Data items:

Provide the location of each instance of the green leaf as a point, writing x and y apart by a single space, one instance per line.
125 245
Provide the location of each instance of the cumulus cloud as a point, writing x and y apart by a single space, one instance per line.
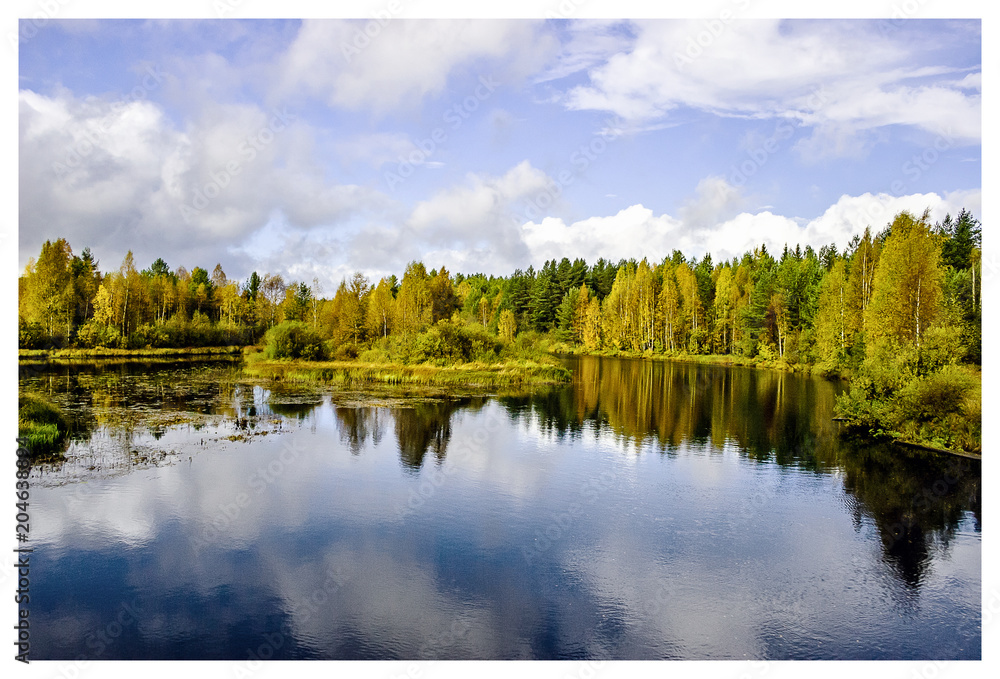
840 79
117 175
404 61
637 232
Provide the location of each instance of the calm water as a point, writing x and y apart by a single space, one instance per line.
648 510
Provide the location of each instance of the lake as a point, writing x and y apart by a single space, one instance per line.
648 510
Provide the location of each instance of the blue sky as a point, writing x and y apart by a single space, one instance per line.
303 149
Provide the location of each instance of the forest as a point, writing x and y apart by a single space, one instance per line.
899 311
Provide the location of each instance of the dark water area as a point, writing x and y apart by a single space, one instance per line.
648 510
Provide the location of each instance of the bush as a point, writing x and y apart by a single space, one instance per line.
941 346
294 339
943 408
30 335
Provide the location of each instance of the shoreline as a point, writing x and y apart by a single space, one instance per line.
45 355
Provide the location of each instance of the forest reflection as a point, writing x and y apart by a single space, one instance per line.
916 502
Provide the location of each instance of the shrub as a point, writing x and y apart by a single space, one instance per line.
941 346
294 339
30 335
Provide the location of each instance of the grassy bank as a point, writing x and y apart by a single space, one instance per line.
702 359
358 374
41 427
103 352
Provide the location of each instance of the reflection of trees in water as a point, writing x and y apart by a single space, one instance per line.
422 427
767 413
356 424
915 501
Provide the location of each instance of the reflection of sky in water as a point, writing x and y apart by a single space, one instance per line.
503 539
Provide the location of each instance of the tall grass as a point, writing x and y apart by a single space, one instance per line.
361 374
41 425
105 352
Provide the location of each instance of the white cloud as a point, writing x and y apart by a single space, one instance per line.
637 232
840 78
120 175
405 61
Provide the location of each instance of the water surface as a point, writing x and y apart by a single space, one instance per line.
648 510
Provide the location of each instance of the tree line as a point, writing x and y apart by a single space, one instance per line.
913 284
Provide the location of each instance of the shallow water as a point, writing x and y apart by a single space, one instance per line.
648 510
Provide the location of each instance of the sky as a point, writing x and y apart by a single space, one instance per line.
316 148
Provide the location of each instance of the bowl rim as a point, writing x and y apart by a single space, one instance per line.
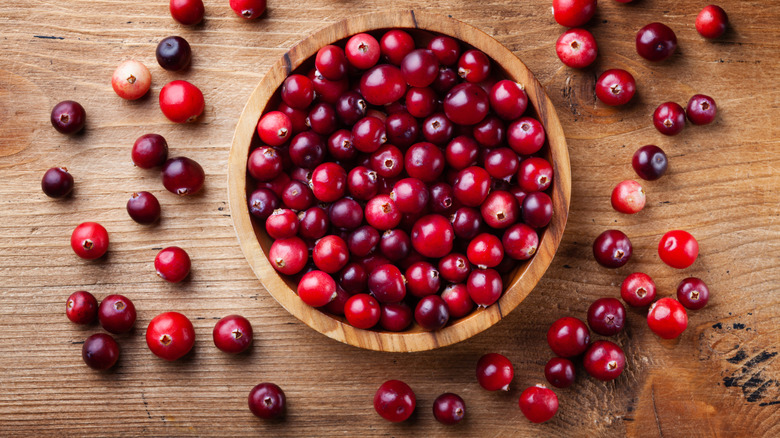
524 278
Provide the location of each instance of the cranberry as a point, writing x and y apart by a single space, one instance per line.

--

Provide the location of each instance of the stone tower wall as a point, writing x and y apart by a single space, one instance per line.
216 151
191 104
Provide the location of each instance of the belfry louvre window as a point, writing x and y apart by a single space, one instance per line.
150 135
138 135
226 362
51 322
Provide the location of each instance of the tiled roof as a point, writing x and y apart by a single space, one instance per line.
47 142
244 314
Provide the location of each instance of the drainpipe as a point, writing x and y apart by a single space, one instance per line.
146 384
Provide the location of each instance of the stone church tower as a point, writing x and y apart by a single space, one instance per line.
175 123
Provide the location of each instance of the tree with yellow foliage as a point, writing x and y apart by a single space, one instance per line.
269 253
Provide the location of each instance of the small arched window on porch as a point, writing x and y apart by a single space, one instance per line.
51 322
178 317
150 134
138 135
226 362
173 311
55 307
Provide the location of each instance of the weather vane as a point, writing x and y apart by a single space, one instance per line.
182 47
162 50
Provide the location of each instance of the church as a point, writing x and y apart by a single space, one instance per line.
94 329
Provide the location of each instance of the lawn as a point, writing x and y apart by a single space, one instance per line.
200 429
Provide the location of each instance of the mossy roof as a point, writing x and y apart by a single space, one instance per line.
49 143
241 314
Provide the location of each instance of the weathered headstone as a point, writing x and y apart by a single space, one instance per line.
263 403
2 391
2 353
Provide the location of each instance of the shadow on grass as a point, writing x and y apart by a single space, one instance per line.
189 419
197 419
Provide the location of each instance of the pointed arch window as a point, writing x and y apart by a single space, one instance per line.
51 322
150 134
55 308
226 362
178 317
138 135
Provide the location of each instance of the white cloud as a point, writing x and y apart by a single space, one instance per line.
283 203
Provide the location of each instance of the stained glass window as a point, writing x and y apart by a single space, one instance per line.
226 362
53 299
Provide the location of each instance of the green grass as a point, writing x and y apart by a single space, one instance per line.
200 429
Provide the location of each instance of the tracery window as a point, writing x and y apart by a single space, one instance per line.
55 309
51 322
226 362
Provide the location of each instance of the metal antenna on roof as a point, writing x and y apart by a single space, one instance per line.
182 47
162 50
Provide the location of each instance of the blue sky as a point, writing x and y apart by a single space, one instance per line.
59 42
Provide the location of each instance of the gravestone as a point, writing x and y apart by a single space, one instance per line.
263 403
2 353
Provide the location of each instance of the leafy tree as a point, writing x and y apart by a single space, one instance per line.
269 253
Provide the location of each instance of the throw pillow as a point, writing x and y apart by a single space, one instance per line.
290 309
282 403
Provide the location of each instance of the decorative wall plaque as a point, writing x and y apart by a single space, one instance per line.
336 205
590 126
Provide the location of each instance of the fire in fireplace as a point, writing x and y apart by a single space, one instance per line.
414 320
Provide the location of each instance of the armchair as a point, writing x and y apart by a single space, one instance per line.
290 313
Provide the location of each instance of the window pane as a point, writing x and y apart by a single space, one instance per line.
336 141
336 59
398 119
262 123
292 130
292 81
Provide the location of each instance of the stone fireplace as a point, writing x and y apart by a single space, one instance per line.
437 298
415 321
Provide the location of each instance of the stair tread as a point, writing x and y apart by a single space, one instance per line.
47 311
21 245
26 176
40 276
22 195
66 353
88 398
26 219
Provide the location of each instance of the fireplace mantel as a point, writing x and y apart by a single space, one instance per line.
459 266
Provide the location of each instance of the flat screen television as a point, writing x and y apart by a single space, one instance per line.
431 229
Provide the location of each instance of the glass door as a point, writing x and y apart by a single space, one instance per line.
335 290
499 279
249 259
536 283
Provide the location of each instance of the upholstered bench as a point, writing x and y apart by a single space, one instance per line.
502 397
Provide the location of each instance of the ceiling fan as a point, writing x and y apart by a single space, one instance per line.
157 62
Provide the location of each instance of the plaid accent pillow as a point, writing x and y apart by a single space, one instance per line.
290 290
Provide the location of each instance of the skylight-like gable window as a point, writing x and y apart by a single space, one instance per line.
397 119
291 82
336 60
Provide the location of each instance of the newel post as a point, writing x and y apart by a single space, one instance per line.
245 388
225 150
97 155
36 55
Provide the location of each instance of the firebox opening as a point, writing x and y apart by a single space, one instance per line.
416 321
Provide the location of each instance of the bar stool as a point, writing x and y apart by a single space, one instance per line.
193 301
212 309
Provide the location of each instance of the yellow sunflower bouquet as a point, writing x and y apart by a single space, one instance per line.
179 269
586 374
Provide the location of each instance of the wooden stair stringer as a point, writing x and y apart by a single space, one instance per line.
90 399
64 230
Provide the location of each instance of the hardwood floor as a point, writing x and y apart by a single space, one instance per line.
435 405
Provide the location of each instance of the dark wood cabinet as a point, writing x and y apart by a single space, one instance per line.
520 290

EXERCISE DETAILS:
Please return the data above exactly as it stands from the line with "Provide the location of each instance of the shallow" to the line with "Provide the location of each instance of the cranberry", keeping both of those lines but none of the pictures.

ANSWER FOR THE TASK:
Provide the location of each instance of the shallow water as a point, writing x and y apart by a single space, one instance per line.
648 510
Provide the location of each instance of the sky as a point, writing x and y apart by a single space, one instance per line.
316 148
Provide the location of each instance of the bowl rim as a point, writing x and y apart by a single space, one instance per line.
524 278
Provide the location of each instance of the cranberry as a point, writing x and y apart by a single space, one instance per line.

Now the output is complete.